> **De opdracht**
Vervang in de onderstaande gegevens elke "Confirm or deny" door "Check" en geef alle regels verder ongewijzigd weer.

--- Fragmenten uit gegevens ---

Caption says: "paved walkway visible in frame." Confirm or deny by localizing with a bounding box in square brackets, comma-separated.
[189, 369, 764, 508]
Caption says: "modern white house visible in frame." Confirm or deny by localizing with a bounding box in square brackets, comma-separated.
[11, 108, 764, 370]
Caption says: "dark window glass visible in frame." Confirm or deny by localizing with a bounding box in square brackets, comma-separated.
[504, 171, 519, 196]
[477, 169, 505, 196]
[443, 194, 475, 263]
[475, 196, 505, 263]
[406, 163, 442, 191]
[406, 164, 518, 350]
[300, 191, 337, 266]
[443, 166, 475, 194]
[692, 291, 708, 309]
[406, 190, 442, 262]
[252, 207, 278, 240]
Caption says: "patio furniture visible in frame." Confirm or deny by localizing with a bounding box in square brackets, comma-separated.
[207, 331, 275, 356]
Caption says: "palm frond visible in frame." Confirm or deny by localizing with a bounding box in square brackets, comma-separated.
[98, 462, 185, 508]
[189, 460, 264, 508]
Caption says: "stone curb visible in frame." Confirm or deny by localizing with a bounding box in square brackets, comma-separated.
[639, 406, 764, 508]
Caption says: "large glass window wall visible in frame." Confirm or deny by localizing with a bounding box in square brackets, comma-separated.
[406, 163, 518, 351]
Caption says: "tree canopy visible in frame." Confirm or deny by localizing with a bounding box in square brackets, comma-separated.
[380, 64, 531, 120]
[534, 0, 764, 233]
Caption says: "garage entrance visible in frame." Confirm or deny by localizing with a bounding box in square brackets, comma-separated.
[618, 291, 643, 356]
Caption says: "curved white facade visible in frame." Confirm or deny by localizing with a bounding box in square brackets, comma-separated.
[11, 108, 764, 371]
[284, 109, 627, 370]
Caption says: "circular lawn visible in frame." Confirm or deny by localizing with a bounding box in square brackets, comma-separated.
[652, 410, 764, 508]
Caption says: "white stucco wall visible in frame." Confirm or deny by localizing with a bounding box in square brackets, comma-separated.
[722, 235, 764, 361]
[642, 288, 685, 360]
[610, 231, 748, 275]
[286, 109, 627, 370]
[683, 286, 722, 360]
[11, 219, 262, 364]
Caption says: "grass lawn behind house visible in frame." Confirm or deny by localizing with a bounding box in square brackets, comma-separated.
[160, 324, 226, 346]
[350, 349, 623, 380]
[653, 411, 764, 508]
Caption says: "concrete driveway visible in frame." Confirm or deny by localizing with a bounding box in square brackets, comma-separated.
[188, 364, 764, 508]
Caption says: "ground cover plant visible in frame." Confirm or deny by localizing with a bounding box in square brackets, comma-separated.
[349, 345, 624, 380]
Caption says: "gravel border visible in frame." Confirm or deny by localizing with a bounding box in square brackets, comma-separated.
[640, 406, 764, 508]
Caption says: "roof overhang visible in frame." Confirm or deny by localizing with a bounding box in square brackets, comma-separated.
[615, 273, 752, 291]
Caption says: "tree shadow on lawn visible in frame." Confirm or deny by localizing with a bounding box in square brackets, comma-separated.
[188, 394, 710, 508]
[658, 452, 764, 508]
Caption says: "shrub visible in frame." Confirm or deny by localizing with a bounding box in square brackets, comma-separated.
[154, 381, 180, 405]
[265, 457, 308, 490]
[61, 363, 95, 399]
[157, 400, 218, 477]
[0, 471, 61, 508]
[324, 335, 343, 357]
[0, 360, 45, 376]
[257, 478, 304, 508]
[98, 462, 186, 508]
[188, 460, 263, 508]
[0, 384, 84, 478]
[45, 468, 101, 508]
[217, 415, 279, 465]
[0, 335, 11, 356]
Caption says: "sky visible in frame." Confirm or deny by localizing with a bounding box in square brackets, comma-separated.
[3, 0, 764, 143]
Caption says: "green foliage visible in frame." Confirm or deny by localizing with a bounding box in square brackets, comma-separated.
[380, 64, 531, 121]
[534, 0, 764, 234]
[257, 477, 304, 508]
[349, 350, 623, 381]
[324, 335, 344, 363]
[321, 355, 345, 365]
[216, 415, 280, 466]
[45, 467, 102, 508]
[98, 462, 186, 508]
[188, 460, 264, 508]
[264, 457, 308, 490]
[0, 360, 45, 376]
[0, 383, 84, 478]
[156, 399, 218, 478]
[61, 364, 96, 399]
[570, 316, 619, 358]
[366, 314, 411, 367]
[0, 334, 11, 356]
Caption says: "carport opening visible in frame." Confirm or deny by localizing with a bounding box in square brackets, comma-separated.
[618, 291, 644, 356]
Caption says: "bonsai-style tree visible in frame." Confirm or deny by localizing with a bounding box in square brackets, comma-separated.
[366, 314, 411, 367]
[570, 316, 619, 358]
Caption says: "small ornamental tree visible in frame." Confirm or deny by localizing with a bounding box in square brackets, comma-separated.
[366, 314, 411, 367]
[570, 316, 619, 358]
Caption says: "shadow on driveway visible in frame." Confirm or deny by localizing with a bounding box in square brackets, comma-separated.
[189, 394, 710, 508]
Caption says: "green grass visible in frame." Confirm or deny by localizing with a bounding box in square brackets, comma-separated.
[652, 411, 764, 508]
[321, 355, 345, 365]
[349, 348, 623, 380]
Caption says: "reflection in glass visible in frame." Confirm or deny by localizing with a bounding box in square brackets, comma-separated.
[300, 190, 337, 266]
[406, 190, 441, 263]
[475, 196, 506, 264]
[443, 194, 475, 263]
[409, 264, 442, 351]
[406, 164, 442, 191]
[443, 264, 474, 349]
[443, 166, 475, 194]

---

> **Antwoord hieronder**
Caption says: "paved walkway visible in frame." Check by localizing with a bounding box in square brackets, comma-separated.
[189, 369, 764, 508]
Caption says: "modern white house visible in frame." Check by localizing with a bounding box in square brackets, comma-separated.
[11, 108, 764, 370]
Caption says: "dark window glass visible in frame." Check by localizing with a bounding box in square brackets, comma-separated.
[504, 171, 519, 196]
[477, 169, 505, 196]
[443, 194, 475, 263]
[475, 196, 505, 263]
[406, 163, 442, 191]
[406, 164, 518, 350]
[300, 191, 337, 266]
[443, 166, 475, 194]
[692, 291, 708, 309]
[406, 190, 442, 262]
[252, 207, 278, 240]
Caption says: "patio furniture visible in frame." Check by localizing with a bounding box in square brackets, comma-separated.
[207, 331, 275, 356]
Caption says: "palm frond visible in frame." Check by localizing with a bounding box in square brackets, comma-separated.
[98, 462, 185, 508]
[189, 460, 264, 508]
Caption says: "stone curb visible in frame." Check by localizing with a bounding box in square brackets, comma-separated.
[639, 406, 764, 508]
Caption says: "large glass window wall visible in frame." Check by localizing with a bounding box in square brackets, comma-separated.
[406, 163, 518, 351]
Caption says: "tree canopy visible in frame." Check by localizing with a bounding box in square brackets, comma-separated.
[380, 64, 531, 120]
[534, 0, 764, 233]
Caption says: "garage entrance visible in frame." Check by localizing with a bounding box in square brackets, comma-separated.
[618, 291, 643, 356]
Caption says: "curved white facade visible in frame." Check by localizing with a bounding box in square brackets, comma-separated.
[11, 108, 764, 371]
[284, 109, 627, 370]
Caption says: "circular lawn visible in frame." Check by localizing with a bounding box in square brackets, comma-separated.
[652, 410, 764, 508]
Caption says: "white stucco wall visible in frame." Check by localizing with a bounding box in square brackets, comma-separated.
[722, 235, 764, 361]
[642, 288, 685, 360]
[610, 231, 748, 275]
[286, 109, 627, 370]
[683, 286, 722, 360]
[11, 219, 262, 364]
Caption says: "grass lawn behind house visible in frame." Check by localizing with a bounding box in square brackets, comma-separated.
[160, 324, 226, 346]
[350, 349, 623, 380]
[653, 411, 764, 508]
Caption says: "concrete driveway visible in frame." Check by localizing with a bounding box in square brackets, comma-separated.
[188, 364, 764, 508]
Caption says: "ground cover plant visible in frame." Check by localizing with a bounding box in square brackets, comma-separated.
[349, 345, 624, 380]
Caption says: "gravel border visible in frame." Check by localizing with a bounding box in square brackets, comma-separated.
[640, 406, 764, 508]
Caption says: "roof overhang visible in frame." Check by localizing with a bounding box in square brackets, comma-separated.
[615, 273, 752, 291]
Caption says: "tree shadow on lawn visible in frame." Check by localizing with a bounding box in square brackets, comma-separated.
[188, 394, 710, 508]
[658, 452, 764, 508]
Caption says: "shrub visible in frame." Check by localizing with a bounding box in square brackets, comma-separated.
[154, 381, 180, 405]
[265, 457, 308, 490]
[61, 363, 95, 399]
[157, 400, 218, 477]
[0, 471, 61, 508]
[324, 335, 343, 357]
[0, 360, 45, 376]
[257, 478, 304, 508]
[98, 462, 186, 508]
[188, 460, 263, 508]
[0, 384, 84, 478]
[45, 468, 101, 508]
[217, 415, 279, 465]
[0, 335, 11, 356]
Caption says: "sky visible in frame." Check by localizing with a bounding box in square brackets, comma-separated.
[3, 0, 764, 143]
Caption says: "green foliage visible in frame." Check by localizing with a bounding box in square brackets, comma-separated.
[380, 64, 531, 121]
[534, 0, 764, 234]
[257, 477, 304, 508]
[349, 350, 623, 381]
[324, 335, 344, 363]
[321, 355, 345, 365]
[216, 415, 280, 466]
[45, 467, 102, 508]
[98, 462, 186, 508]
[188, 460, 264, 508]
[264, 457, 308, 490]
[0, 360, 45, 376]
[0, 383, 84, 478]
[156, 399, 218, 478]
[61, 364, 96, 399]
[570, 316, 619, 358]
[366, 314, 411, 367]
[0, 334, 11, 356]
Caption says: "carport opening visible in frame." Check by localizing with a bounding box in square brackets, comma-separated.
[618, 291, 644, 356]
Caption says: "bonsai-style tree visible in frame." Check by localizing with a bounding box in square brackets, comma-separated.
[366, 314, 411, 367]
[570, 316, 619, 358]
Caption says: "small ornamental tree visible in frame." Check by localizing with a bounding box in square brackets, comma-separated.
[366, 314, 411, 367]
[570, 316, 619, 358]
Caption says: "shadow on driveway visible in frame." Check by localizing with a bounding box in square brackets, comma-separated.
[189, 394, 710, 508]
Caption says: "green grass visible in frame." Check by localizing with a bounding box in square brackets, comma-separated.
[652, 411, 764, 508]
[321, 355, 345, 365]
[349, 348, 623, 380]
Caption says: "reflection in glass visible in frame." Check by localizing with a bounding box in square brackets, comma-separated.
[300, 190, 337, 266]
[406, 190, 441, 263]
[475, 196, 506, 264]
[443, 194, 475, 263]
[409, 264, 442, 351]
[406, 164, 442, 191]
[443, 264, 474, 349]
[443, 166, 475, 194]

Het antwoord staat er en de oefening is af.